Required task: Edit everything from the line containing "Where can the rock" down to the end of the material below, replacing "this picture" with "this image" and leaving the rest unchanged. Give back only those lines.

Provided data:
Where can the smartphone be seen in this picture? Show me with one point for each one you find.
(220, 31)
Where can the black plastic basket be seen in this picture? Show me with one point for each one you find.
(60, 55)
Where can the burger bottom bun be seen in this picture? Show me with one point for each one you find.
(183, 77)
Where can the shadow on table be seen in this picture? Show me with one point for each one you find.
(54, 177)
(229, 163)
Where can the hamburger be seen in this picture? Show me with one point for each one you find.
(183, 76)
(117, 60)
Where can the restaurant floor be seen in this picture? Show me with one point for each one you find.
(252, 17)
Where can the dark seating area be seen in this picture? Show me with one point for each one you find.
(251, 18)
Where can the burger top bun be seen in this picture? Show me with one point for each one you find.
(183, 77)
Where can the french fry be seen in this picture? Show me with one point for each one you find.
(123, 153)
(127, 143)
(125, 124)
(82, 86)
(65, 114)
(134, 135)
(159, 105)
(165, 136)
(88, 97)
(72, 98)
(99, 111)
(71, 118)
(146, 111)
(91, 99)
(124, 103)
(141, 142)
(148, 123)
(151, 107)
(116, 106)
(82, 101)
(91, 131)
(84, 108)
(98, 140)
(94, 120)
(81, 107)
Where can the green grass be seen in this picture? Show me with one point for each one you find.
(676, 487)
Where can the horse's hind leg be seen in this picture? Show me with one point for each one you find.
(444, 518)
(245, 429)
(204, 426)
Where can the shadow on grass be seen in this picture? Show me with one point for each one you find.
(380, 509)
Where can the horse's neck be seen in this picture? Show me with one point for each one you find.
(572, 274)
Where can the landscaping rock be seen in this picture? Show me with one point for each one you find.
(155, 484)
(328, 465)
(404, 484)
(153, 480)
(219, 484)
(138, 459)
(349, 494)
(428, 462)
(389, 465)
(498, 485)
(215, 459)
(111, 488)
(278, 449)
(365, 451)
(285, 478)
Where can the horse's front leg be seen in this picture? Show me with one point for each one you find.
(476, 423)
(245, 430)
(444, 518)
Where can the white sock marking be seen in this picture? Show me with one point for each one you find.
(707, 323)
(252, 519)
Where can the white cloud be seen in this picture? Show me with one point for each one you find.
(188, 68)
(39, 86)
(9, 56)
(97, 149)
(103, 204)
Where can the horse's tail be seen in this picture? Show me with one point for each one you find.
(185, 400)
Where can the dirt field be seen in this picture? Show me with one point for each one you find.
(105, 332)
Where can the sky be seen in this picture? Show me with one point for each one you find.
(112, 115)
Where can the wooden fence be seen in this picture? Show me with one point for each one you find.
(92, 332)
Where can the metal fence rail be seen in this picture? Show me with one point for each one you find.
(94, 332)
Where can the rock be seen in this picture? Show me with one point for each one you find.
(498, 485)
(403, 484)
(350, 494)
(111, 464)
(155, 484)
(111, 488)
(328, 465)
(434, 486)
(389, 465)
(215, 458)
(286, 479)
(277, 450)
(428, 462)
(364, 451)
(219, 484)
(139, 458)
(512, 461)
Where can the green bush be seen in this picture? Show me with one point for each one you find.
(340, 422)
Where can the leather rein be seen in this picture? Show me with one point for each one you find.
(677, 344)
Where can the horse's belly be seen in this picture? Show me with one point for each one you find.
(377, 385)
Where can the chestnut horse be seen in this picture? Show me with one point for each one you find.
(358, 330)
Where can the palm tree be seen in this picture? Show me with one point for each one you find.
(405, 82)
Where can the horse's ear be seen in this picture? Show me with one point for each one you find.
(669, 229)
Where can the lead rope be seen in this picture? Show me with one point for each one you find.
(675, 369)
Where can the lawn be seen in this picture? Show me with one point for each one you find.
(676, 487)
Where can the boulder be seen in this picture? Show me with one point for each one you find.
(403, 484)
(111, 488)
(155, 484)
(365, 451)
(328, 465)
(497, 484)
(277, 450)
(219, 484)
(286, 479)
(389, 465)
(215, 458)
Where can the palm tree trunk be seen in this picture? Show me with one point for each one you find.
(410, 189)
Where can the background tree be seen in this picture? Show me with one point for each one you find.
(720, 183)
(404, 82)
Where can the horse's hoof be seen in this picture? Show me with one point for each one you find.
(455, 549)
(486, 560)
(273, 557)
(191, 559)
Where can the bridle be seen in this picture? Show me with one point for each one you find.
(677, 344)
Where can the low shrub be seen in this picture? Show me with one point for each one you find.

Reply to the exercise:
Where can the rock be seen in this image? Show me with one point for each one you find.
(498, 485)
(403, 484)
(350, 494)
(111, 464)
(155, 484)
(111, 488)
(328, 465)
(434, 486)
(389, 465)
(215, 458)
(286, 479)
(277, 450)
(428, 462)
(364, 451)
(219, 484)
(139, 458)
(512, 461)
Where can the green bush be seen in this image? Show me with one point for each one you find.
(340, 422)
Where can the leather rein be seen in this image? Show me with one point for each one you find.
(677, 344)
Where can the horse's belly be seen in this image? Show me with one point for each one you find.
(377, 385)
Where can the chestnut horse be seen in this image? Show me with one point for each one you find.
(358, 330)
Where can the palm tree be seen in this image? Show me with one point for each one you find.
(405, 82)
Where can the horse's ear be seen in this image? Show me with one point for each one you find.
(669, 229)
Where can the lead rope be seen in this image? Show me with one point for each one you find.
(675, 369)
Where can the lawn be seen in this image? Show me with one point for each one you find.
(676, 487)
Where can the boulder be seen in this image? Show me with one point for each one you find.
(403, 484)
(111, 488)
(155, 484)
(365, 451)
(328, 465)
(497, 484)
(277, 450)
(219, 484)
(286, 479)
(389, 465)
(215, 458)
Where can the palm tree trunk be seen in this image? Show me with one point for each one you find.
(410, 189)
Where can the background tree be seen in this image? Show me with one point for each one you find.
(720, 183)
(404, 82)
Where can the horse's hoof be seen in this image? Show me with one point for each one you find.
(455, 549)
(486, 560)
(273, 557)
(191, 559)
Where can the bridle be seen in this image? Show me with one point for each one you find.
(677, 344)
Where can the low shrub be seen in this image? Show me with one point for each one you find.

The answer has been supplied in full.